## QUESTIONS ON THE MATERIAL:
1. Print the passage of the arbitration text from "On the one hand, however" up to and including "will be broken.".
2. Proceed with the text on arbitration during Covid-19, picking up after its final sentence.

### PROVIDED TEXT ###

As matters stand, the Courts and Tribunals are moving quickly to adapt to the current Covid-19 epidemic by issuing practice directions and rule amendments intended to allow hearings by video, or decisions with hearings dispensed with altogether.

On the one hand, however great the effort, we are seeing delays within the system. Not all Courts remain open, and not all business is equally urgent in the eyes of the Court. On the other hand, the courts where cases are fixed for hearing are reluctant to adjourn even substantial trials despite the substantial logistical difficulties and try to adopt the approach of “business as usual”: see, for instance, In the matter of Blackfriars Ltd [2020] EWHC 845. Even where parties agree to adjourn a case, it cannot be guaranteed that a fixture will be broken.

So, the question then arises whether there is another way to resolve parties’ differences which may be speedier and more convenient for the parties. One obvious route is arbitration of disputes outside the Court system. This not only frees up Court resources; it also gives the parties access to specialist justice with agreed rules of engagement, before a Tribunal that does not have to have regard to any other users of the system, constraints of listing, onerous practice directions, costs and case management hearings, and so on. Some aspects of video hearings – like the swearing of witnesses – remains as yet untested in full.

Those disadvantages do not apply to arbitrations by agreement. The parties are free to determine the procedural rules under which they operate, and have a decision-maker whose undivided attention they enjoy. Of course, there are downsides – the arbitrator is not tax-payer funded (but is a guaranteed specialist if selected properly), and care has to be taken to choose the right arbitral process to match the dispute – from paper arbitrations through to a full “live” hearing conducted either online or (if the Government guidance is relaxed) with appropriate social distancing. Further, the price for this bespoke service is a limited right of appeal on the grounds set out in the Arbitration Act 1996.

### DATASET RECORDS ###

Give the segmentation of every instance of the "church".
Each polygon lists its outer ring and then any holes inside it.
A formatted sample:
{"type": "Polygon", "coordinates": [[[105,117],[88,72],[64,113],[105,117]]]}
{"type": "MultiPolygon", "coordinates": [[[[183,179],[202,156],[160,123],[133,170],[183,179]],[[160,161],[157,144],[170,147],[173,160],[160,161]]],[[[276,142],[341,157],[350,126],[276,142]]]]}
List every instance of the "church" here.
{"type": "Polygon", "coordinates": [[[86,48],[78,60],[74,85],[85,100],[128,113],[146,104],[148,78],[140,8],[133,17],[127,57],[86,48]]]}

###
### DATASET RECORDS ###

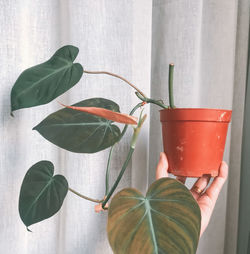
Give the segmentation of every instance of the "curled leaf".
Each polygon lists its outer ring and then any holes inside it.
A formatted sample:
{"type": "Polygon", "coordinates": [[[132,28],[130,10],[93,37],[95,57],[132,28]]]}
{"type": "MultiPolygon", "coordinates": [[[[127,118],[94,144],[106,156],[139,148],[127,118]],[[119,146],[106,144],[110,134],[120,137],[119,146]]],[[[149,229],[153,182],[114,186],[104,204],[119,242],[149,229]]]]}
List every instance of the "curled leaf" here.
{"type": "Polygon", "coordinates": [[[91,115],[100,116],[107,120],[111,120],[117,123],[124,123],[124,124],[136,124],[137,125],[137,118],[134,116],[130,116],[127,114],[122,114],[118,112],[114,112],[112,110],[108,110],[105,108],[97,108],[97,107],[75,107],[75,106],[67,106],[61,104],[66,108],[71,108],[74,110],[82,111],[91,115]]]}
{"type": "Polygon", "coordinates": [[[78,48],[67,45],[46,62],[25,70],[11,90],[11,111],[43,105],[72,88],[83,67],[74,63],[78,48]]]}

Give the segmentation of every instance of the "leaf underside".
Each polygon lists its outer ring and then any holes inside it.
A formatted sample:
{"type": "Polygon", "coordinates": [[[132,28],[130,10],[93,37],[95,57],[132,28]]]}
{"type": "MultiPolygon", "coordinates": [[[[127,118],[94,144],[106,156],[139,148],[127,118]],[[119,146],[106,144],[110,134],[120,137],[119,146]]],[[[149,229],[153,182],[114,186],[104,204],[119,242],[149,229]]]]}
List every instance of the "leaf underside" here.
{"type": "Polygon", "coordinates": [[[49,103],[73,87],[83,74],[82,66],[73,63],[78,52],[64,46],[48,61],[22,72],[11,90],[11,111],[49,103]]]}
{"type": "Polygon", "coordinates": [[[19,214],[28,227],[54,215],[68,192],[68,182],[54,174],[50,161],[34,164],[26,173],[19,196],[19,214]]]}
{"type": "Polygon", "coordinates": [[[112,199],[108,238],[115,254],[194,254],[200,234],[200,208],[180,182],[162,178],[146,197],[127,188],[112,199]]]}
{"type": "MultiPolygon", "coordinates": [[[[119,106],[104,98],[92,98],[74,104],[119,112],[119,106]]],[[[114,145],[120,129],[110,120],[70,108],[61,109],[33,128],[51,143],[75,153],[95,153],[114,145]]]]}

###

## TASK-BY-TASK ANSWERS:
1.
On the one hand, however great the effort, we are seeing delays within the system. Not all Courts remain open, and not all business is equally urgent in the eyes of the Court. On the other hand, the courts where cases are fixed for hearing are reluctant to adjourn even substantial trials despite the substantial logistical difficulties and try to adopt the approach of “business as usual”: see, for instance, In the matter of Blackfriars Ltd [2020] EWHC 845. Even where parties agree to adjourn a case, it cannot be guaranteed that a fixture will be broken.

2.
The arbitration route means that parties can expect a fixed and agreed hearing date for resolution of their dispute, without being made to wait in the uncertain queue which is building in the Civil Courts, and which was a problem even before this pandemic came knocking at our doors. It may even become advisable for parties in pending proceedings to seek to agree to resolve their differences by arbitration – indeed this can be seen to be done now in unopposed (or no longer opposed) renewals under the Landlord and Tenant Act 1954, with parties preferring a specially selected arbitrator, especially if it means otherwise taking their chances before the First Tier Tribunal under the pilot scheme presently in operation. Indeed, if courts take a “business as usual approach” and insist on a timetable which the parties do not find convenient, we see no reason why proceedings in Court should not be stayed in Tomlin order form with the parties agreeing that the dispute be referred to arbitration and a more convenient timetable for resolution of the dispute set.

However, this requires a confidence in arbitration, and a preparedness to enter into post-dispute agreements for arbitration, which are not second nature in real estate litigation. It might be that present circumstances, and finite resources, mean that this cultural antipathy needs to be shed.